* [Excerpt]:
[Samba] Bulk smbcacls calls

Wed Dec 11 05:01:51 MST 2013

Hi Noel

Is there any documentation regarding the protocols used by smbcacls to 
get the raw acls and lookup the user/group ids? Eg how to make the raw 
requests (I'm not great with C)?

On 11/12/2013 11:15, Noel Power wrote:
> Hi Peter
> On 11/12/13 10:34, Peter Flood wrote:
>> Hi Noel
>>
>> That sounds like a great addition to smbcacls.
>>
>> We played around with the source of the of sbmcacls and found that a
>> lot of the time is spent converting the numeric user/group ids to
>> their human equivalents. eg if 1 file has 3 users and 5 groups there's
>> 8 requests to resolve the numeric user/group ids (1 request per
>> conversion if I recall correctly), so we realised by repeatedly
>> calling smbcacls use we were effectively looking up the same groups
>> multiple times, we needed to cache the lookup results.
> very interesting, I didn't yet find the need to do any in-depth
> performance analysis, caching those values in the context of recursive
> operations seems indeed to be a good idea.

* [Exercise]:
Put this sentence from the Samba thread above into Spanish: "That sounds like a great addition to smbcacls."

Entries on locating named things
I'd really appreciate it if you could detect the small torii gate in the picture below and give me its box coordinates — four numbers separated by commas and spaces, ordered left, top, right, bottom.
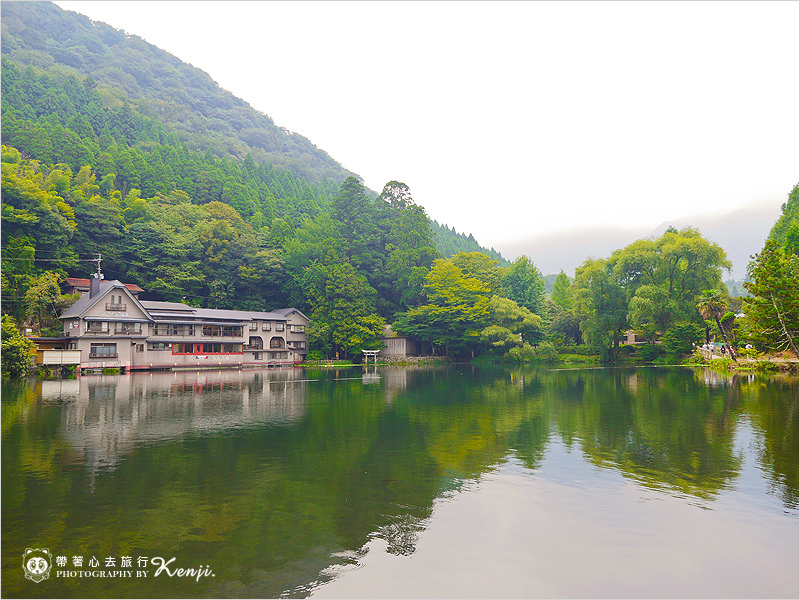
361, 350, 380, 367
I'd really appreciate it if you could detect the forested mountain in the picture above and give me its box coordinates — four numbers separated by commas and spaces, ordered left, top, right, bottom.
2, 2, 352, 186
431, 221, 509, 265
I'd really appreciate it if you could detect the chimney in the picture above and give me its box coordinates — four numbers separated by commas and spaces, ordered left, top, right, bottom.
89, 275, 101, 298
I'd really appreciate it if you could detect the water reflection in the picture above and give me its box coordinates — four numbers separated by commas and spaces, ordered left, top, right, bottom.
41, 370, 307, 469
2, 366, 798, 597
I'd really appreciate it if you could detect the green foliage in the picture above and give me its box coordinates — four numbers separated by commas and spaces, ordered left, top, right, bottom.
550, 271, 572, 310
2, 315, 33, 377
430, 221, 508, 265
573, 260, 628, 362
636, 344, 666, 362
392, 259, 491, 356
662, 321, 704, 357
502, 256, 545, 315
767, 186, 798, 255
2, 3, 350, 185
450, 252, 505, 294
743, 239, 800, 356
303, 262, 385, 356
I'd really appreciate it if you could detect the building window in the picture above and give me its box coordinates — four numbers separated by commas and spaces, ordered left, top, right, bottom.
172, 342, 244, 354
89, 344, 117, 358
203, 325, 244, 337
114, 323, 142, 335
154, 323, 194, 336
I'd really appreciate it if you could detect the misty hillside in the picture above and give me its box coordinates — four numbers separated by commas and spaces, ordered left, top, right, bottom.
2, 2, 353, 184
498, 197, 786, 280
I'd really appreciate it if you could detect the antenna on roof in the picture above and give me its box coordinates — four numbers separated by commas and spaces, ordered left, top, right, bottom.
90, 254, 103, 279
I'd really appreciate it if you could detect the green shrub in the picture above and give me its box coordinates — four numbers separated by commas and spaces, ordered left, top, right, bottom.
534, 342, 559, 362
0, 315, 33, 377
661, 321, 705, 356
506, 342, 536, 362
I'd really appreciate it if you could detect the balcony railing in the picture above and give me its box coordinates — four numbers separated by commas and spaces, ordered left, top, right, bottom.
114, 327, 142, 335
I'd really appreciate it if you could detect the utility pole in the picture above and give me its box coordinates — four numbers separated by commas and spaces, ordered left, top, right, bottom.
91, 254, 103, 279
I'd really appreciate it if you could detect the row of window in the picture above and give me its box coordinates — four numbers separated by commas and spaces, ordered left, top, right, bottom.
81, 321, 306, 337
86, 321, 142, 334
250, 321, 284, 331
89, 342, 296, 360
172, 343, 244, 354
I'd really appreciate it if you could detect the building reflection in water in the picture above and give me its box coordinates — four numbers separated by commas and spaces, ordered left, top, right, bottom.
41, 369, 314, 471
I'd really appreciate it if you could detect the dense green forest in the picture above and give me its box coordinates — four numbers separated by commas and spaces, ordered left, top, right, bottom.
2, 3, 798, 372
2, 2, 353, 185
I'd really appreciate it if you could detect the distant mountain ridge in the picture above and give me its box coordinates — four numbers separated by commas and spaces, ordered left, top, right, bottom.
497, 198, 786, 280
2, 2, 355, 184
1, 2, 507, 264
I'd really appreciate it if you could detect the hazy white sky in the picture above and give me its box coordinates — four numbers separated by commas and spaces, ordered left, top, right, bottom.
57, 1, 800, 249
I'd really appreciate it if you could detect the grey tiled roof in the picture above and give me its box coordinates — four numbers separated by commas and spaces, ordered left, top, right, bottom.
61, 288, 302, 323
59, 279, 152, 319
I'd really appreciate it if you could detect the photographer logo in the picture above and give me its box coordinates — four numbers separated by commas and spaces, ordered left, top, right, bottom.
22, 548, 53, 583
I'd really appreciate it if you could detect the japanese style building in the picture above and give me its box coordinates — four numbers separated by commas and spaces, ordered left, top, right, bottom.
51, 277, 308, 370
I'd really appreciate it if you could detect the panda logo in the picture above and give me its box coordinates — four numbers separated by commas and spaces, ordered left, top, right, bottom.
22, 548, 53, 583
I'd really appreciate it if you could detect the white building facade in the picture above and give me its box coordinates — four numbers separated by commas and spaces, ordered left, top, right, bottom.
59, 279, 308, 371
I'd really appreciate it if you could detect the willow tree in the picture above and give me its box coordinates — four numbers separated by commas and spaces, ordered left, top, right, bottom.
697, 290, 736, 361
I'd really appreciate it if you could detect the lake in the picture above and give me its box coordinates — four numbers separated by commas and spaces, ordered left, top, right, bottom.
2, 365, 800, 598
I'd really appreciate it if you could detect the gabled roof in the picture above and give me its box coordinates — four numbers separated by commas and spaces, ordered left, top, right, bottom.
272, 308, 310, 321
64, 277, 144, 293
59, 279, 150, 319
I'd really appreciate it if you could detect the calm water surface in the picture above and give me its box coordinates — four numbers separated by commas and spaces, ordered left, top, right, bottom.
2, 366, 800, 598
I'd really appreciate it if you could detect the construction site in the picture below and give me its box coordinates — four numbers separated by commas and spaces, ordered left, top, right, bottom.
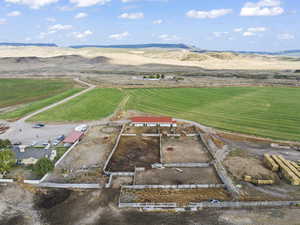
99, 117, 300, 210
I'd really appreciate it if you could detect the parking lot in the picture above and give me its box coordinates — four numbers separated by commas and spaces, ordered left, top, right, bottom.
0, 122, 78, 145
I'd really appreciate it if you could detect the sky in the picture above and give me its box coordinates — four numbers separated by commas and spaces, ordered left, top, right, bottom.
0, 0, 300, 51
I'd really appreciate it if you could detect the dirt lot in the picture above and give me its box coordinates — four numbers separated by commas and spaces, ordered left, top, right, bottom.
135, 167, 222, 185
162, 137, 211, 163
108, 137, 160, 172
120, 188, 231, 206
0, 185, 300, 225
47, 126, 119, 182
124, 126, 158, 135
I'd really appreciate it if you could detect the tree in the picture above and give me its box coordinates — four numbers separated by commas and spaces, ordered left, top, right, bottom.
33, 158, 54, 176
0, 139, 11, 149
0, 149, 16, 174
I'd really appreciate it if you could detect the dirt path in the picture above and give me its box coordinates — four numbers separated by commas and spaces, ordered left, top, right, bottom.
0, 78, 96, 144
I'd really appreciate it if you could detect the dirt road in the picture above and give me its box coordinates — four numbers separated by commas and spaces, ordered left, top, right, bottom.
0, 78, 96, 144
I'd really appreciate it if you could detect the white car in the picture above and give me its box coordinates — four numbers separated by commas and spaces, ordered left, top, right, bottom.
75, 124, 88, 132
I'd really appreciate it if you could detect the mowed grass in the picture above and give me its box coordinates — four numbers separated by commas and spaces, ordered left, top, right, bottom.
30, 88, 124, 122
0, 79, 74, 108
0, 88, 83, 120
126, 87, 300, 141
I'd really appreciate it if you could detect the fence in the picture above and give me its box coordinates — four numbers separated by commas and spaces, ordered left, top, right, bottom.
188, 201, 300, 208
103, 124, 125, 175
151, 163, 211, 168
122, 184, 225, 189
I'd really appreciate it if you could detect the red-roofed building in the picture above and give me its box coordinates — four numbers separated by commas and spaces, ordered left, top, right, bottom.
131, 116, 177, 127
64, 131, 84, 144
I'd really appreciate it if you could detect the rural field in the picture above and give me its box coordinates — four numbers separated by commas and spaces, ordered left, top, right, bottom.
30, 88, 124, 122
0, 79, 74, 108
0, 79, 83, 119
28, 87, 300, 140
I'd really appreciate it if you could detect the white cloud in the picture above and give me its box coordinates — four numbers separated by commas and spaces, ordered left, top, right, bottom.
119, 12, 144, 20
213, 32, 229, 37
70, 0, 111, 7
109, 31, 129, 40
5, 0, 59, 9
7, 11, 21, 16
233, 28, 244, 33
240, 0, 284, 16
73, 30, 93, 39
0, 18, 6, 25
243, 31, 256, 37
46, 17, 56, 23
158, 34, 180, 41
277, 33, 295, 40
153, 20, 164, 24
75, 12, 88, 19
49, 24, 73, 33
247, 27, 267, 32
186, 9, 233, 19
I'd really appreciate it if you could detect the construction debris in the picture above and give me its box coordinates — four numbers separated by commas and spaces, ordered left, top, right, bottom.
244, 176, 275, 185
264, 154, 300, 185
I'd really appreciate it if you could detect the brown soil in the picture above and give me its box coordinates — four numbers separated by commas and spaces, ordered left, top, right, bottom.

* [Completed exercise]:
Eso parece una excelente incorporación a smbcacls.